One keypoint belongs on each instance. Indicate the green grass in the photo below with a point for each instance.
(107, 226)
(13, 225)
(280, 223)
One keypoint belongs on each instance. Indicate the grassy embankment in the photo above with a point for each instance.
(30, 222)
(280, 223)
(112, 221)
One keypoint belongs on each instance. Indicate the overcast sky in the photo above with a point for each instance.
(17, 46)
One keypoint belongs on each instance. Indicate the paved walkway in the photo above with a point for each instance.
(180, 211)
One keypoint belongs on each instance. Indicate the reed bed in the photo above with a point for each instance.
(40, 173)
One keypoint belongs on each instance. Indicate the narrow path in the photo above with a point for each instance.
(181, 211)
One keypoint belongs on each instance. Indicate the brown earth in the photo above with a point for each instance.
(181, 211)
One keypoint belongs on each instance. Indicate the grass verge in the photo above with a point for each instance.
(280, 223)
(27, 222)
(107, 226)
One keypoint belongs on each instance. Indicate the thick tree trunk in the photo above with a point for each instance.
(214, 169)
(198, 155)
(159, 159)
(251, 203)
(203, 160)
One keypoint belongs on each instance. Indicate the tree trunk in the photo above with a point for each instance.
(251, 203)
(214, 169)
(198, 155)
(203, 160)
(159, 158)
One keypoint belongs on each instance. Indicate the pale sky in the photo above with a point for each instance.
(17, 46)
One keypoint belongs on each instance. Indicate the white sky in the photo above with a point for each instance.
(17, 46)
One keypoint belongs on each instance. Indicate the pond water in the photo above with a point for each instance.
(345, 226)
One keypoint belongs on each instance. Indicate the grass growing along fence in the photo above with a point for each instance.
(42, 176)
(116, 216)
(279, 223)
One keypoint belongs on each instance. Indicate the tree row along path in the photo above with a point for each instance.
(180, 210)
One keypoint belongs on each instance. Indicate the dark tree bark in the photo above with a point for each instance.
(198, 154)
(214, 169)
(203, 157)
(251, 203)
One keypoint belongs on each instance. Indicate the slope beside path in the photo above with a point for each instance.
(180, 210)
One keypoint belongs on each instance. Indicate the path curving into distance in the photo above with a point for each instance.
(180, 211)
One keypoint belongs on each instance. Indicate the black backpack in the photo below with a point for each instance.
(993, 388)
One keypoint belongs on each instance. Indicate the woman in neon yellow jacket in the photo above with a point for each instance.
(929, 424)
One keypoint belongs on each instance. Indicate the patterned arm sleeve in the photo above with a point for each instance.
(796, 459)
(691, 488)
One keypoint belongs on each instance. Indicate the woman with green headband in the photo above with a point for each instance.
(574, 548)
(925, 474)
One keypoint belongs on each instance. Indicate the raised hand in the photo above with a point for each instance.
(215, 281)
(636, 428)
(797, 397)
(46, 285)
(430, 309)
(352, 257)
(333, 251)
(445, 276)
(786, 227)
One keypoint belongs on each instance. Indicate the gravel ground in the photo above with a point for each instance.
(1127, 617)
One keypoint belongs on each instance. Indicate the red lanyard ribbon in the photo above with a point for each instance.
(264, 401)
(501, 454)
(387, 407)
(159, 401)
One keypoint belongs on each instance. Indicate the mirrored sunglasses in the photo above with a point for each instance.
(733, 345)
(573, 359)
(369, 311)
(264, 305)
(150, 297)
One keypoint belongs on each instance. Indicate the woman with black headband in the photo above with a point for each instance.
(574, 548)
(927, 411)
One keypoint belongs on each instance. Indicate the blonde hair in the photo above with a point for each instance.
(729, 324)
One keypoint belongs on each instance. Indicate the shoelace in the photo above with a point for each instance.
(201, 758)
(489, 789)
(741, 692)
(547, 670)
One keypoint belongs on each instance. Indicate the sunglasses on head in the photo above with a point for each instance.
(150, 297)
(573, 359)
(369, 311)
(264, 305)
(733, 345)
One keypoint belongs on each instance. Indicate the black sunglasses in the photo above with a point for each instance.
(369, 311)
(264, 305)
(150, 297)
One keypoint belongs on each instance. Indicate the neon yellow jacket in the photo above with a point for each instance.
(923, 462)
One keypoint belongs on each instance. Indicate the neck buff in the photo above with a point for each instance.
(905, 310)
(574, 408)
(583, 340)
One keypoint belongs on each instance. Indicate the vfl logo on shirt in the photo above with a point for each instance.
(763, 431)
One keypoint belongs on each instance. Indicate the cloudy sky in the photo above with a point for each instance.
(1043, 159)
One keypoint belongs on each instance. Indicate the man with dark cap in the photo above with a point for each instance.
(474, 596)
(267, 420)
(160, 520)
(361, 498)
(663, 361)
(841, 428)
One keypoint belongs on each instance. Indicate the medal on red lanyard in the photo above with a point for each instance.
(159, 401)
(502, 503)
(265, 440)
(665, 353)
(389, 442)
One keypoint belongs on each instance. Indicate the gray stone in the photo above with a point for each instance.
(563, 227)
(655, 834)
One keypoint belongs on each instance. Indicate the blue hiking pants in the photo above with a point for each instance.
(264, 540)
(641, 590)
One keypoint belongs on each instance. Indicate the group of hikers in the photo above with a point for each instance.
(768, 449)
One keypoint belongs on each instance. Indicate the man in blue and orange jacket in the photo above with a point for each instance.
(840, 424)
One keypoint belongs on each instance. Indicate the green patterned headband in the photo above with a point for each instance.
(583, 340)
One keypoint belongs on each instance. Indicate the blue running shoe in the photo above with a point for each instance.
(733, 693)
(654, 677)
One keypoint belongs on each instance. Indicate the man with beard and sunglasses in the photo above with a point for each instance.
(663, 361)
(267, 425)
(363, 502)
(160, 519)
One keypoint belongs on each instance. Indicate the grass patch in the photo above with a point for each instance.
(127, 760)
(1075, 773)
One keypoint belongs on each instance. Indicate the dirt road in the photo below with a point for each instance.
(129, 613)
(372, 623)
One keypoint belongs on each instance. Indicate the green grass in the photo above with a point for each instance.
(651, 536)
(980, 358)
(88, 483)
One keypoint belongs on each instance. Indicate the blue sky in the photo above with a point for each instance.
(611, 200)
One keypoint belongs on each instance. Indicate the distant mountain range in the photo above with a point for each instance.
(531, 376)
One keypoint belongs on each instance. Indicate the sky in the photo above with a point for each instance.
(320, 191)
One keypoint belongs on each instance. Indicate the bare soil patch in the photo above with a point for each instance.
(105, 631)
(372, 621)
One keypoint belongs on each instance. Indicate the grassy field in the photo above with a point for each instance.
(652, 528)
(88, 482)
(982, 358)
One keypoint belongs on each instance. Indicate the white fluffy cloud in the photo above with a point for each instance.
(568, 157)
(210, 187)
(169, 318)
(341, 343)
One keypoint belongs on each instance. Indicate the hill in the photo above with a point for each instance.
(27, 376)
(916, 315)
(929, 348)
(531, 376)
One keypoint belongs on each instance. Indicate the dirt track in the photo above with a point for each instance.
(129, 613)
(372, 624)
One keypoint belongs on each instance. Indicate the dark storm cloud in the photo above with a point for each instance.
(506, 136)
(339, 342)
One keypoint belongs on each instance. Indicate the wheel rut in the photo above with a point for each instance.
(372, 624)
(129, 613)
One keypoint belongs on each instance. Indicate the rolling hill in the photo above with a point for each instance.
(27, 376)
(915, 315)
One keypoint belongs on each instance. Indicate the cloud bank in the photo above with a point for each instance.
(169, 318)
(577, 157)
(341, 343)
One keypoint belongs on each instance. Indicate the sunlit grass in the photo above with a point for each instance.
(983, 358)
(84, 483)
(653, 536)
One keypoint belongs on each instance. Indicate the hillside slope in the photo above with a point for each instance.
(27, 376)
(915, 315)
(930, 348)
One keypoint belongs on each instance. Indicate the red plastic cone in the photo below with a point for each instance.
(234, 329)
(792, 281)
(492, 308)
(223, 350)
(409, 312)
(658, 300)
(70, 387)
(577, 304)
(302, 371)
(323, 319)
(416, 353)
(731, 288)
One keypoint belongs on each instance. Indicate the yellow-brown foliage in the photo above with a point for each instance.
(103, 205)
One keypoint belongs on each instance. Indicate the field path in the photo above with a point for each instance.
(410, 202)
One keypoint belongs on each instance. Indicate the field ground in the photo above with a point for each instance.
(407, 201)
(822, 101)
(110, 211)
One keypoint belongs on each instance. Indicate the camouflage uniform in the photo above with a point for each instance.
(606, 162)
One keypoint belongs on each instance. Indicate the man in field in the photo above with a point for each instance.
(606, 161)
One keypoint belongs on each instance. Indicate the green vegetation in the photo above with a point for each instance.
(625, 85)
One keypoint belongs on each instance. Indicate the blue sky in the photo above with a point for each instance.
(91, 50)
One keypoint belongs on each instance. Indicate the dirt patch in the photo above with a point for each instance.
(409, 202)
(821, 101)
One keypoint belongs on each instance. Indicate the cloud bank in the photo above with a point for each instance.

◇ ◇ ◇ ◇

Your task: Copy out, word for word, the material from the line containing "One keypoint belongs on each instance. Indicate the yellow-brown" through the end of the material, including both ends.

Worked answer:
One keypoint belongs on each instance. Indicate the yellow-brown foliage in the photo above with a point for each instance.
(103, 205)
One keypoint belongs on each instance. Indicate the field path in the photo above with a point for each instance.
(410, 202)
One keypoint belongs on each instance. Indicate the field ground in the photo above with a point for each instance.
(407, 201)
(822, 101)
(110, 211)
One keypoint belongs on each instance. Indicate the camouflage uniform in the photo above with a point for each instance.
(606, 162)
One keypoint belongs on each instance. Indicate the man in field in the photo above with a point for each instance.
(606, 161)
One keypoint belongs on each instance. Indicate the green vegetation in the photo above with a point for each instance.
(625, 85)
One keypoint belongs on each instance. Indicate the blue sky in the photo above with a point for each instance.
(91, 50)
One keypoint belongs on each instance. Indicate the dirt patch in the photo above with a point for each instance.
(409, 202)
(821, 101)
One keypoint belongs on each instance. Indicate the cloud bank in the photo above with a point for each instance.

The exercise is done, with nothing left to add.